CONTRADICTIONS IN THE RESURRECTION ACCOUNTS


The gospels say that a miracle healing man called Jesus Christ lived. They say he died by crucifixion and three days later he rose again. The tomb he was placed in was found wide open with the stone that had been across the entrance moved back and the tomb was mysteriously empty. His body was gone. Certain witnesses claimed that Jesus appeared to them as a resurrected being.
 
All we have really got to go on to verify or otherwise the Christian claim that Jesus Christ rose from the dead are the four gospels. Each of them ends in a suspiciously brief account of the empty tomb of Jesus and his resurrection appearances. Paul in his epistles says that Jesus appeared but we can't just take his word for it for he gives no details. A person who saw a ghost is not to be listened to until he or she gives details. Otherwise we can say that they could have been mistaken. Perhaps they were out walking at night and saw marsh gas in human type shape?
 
We find some blatant contradictions in the accounts of the resurrection of Jesus though not as many as we would like. But they are only brief accounts anyway and they do tend to deal with different parts of the story so the extent to which they fit can be naturally explained. Christian fundamentalists have done a lot of work trying to show that the gospels fit together and there is no contraction in them. They claim that this alleged agreement of one gospel with another is proof of divine inspiration. But as we have said, there is no reason to go that far. Moreover if the gospels seem to fit that does not mean they actually do fit for it is possible they were never meant to. If the gospel writers had been honest they would have taken a huge risk and wrote pages and pages about the resurrection - it would be the most important event in history if it happened. A claim is more likely to be true the more there is said about it for then it is easier for it to slip up if it is not true. But the gospellers were crafty and kept it short despite the importance they pretended to place on the resurrection.

GIVEN PROBLEM 1
Rewrite the part of the resurrection passage that opens with the words containing "CONTRADICTIONS IN THE RESURRECTION" and closes with "a resurrected being.", putting "grave" in place of "tomb".
GIVEN PROBLEM 2
Translate this sentence from the resurrection passage into Spanish: "Each of them ends in a suspiciously brief account of the empty tomb of Jesus and his resurrection appearances."
The data that come next were drawn from a separate source.

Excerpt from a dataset
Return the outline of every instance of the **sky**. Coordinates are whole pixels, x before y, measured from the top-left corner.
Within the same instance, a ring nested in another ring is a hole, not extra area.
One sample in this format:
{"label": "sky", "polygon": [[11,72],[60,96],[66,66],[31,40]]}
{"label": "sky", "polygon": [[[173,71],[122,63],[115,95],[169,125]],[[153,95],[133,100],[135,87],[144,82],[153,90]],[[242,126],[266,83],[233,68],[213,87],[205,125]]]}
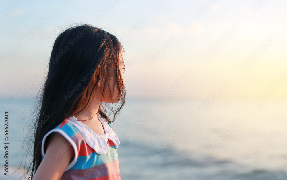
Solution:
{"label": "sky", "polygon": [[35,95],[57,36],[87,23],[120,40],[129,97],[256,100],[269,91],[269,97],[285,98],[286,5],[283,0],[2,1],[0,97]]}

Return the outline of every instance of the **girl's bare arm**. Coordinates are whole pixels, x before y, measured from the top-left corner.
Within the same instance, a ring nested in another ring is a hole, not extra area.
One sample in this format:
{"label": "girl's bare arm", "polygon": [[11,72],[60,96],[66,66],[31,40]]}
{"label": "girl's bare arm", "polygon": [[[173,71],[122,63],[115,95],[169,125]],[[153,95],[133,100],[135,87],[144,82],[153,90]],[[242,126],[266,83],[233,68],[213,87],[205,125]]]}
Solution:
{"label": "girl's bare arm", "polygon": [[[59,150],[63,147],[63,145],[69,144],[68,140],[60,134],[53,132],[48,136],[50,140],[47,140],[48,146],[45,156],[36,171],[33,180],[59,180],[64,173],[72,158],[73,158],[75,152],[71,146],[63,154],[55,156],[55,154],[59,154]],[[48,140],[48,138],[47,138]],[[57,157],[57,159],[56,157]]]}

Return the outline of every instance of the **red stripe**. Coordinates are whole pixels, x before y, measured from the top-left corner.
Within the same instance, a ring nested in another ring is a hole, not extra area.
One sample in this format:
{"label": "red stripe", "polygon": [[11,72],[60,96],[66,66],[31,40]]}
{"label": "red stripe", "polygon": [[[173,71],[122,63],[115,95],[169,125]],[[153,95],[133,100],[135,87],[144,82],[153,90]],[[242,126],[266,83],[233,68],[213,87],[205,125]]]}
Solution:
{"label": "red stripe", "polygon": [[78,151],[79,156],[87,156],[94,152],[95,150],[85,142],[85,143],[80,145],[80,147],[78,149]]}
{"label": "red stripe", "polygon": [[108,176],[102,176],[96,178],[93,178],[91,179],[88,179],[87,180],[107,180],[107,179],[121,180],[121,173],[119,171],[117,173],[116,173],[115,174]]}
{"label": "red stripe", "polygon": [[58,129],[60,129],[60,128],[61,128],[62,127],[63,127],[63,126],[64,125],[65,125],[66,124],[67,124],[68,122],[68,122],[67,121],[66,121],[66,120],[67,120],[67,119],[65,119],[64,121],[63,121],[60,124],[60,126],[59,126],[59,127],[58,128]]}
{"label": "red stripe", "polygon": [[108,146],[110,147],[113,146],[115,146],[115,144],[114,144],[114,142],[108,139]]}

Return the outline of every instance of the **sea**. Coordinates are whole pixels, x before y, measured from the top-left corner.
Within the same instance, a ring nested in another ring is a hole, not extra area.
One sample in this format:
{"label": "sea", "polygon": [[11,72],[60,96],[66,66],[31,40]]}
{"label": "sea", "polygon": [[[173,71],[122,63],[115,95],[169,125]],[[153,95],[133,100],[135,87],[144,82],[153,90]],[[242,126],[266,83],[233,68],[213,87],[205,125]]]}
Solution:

COMPLETE OUTPUT 1
CONTRADICTIONS IN THE RESURRECTION ACCOUNTS


The gospels say that a miracle healing man called Jesus Christ lived. They say he died by crucifixion and three days later he rose again. The grave he was placed in was found wide open with the stone that had been across the entrance moved back and the grave was mysteriously empty. His body was gone. Certain witnesses claimed that Jesus appeared to them as a resurrected being.

COMPLETE OUTPUT 2
Cada uno de ellos termina con un relato sospechosamente breve de la tumba vacía de Jesús y de sus apariciones tras resucitar.